How many of the lines below include the word "field"? Only the number should be given.

The data:
-=-=-

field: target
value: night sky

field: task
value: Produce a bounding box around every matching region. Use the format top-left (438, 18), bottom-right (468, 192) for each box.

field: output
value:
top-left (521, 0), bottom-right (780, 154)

-=-=-

Answer space: 3